## STATED EXERCISE
Reproduce every line of these records, requests included, and shift each coordinate in the answers up by 146 while keeping the sample coordinates in the requests unchanged. Leave the pictures out of your output.

## SUPPLIED DATA
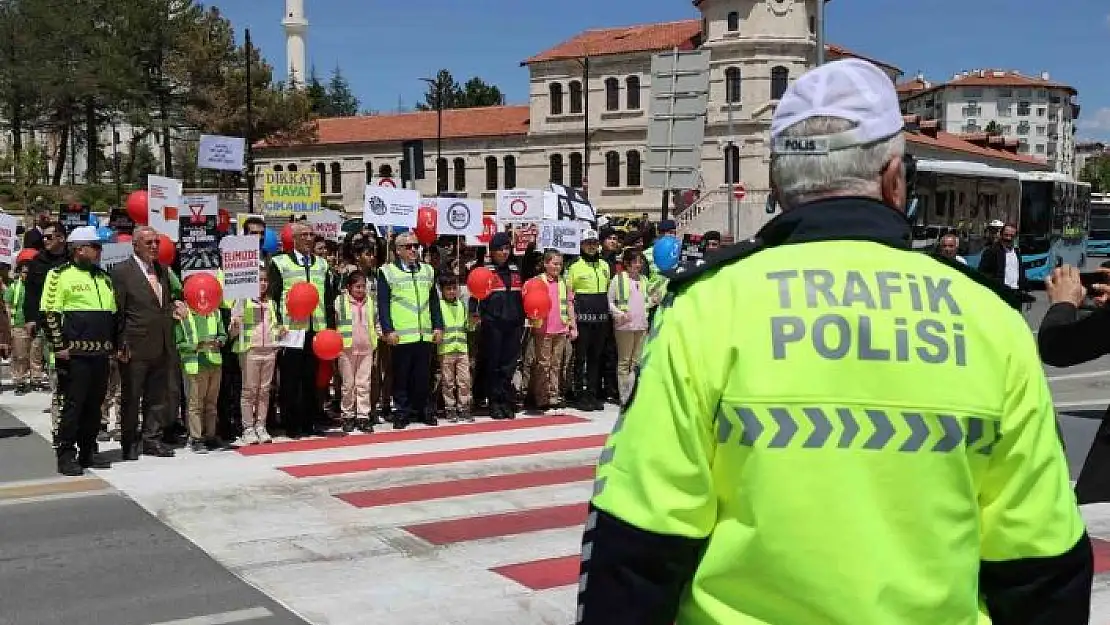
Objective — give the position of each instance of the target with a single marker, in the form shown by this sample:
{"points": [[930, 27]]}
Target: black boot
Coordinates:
{"points": [[67, 462]]}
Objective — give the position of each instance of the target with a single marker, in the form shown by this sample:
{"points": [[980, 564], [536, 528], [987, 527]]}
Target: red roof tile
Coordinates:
{"points": [[643, 38], [954, 143], [648, 38], [457, 123]]}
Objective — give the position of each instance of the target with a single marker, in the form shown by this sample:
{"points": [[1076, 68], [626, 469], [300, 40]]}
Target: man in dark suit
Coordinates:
{"points": [[145, 311]]}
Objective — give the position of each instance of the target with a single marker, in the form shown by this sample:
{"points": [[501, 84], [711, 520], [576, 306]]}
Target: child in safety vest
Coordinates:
{"points": [[258, 330], [629, 301], [356, 321], [554, 334], [199, 339], [454, 356]]}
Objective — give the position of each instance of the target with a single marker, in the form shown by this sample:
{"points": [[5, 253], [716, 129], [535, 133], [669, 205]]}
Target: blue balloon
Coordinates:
{"points": [[270, 243], [666, 252]]}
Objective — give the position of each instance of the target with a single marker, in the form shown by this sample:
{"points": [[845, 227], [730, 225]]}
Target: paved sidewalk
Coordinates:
{"points": [[468, 524]]}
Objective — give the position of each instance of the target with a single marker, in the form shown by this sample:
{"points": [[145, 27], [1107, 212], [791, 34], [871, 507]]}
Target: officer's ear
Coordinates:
{"points": [[892, 183]]}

## RESPONSE TO THE EXERCISE
Objective — give the position of each instance of the target with a single marker, in the form shown by this sample:
{"points": [[930, 27]]}
Target: black boot
Coordinates:
{"points": [[213, 608]]}
Objective — give the position of each instance of the target with a single marker, in the form shown by this sample:
{"points": [[980, 564], [536, 528], [987, 527]]}
Target: red roof tile
Coordinates:
{"points": [[789, 184], [1100, 289], [794, 184], [603, 269]]}
Objective — give the position of each instance of the target with a single marker, in the form shown by this sample:
{"points": [[1076, 68], [626, 469], [300, 40]]}
Target: man in dark suit
Coordinates:
{"points": [[291, 457]]}
Objective — give the position of each instance of the target with a single marker, in the form shown by this sample:
{"points": [[501, 84], [711, 520], [576, 306]]}
Target: child in safety vest
Coordinates:
{"points": [[404, 476], [775, 447], [502, 467], [700, 480], [345, 485], [600, 502]]}
Objective — give the position of each instance of the target with a single marker, in the form shown by this sample:
{"points": [[5, 253], [716, 129], [535, 133], [669, 205]]}
Target: blue balloon
Coordinates:
{"points": [[416, 389], [812, 398]]}
Objective — give the position of each instance of the target with a single marker, in the form shown by this sample:
{"points": [[845, 227], [730, 225]]}
Target: paved sidewalk
Coordinates:
{"points": [[614, 670]]}
Objective — give the position of each instance of the target with a single marker, in the form shown by this sample:
{"points": [[145, 27], [1107, 212], [791, 34], [871, 507]]}
Target: officer's ear
Coordinates:
{"points": [[1038, 329]]}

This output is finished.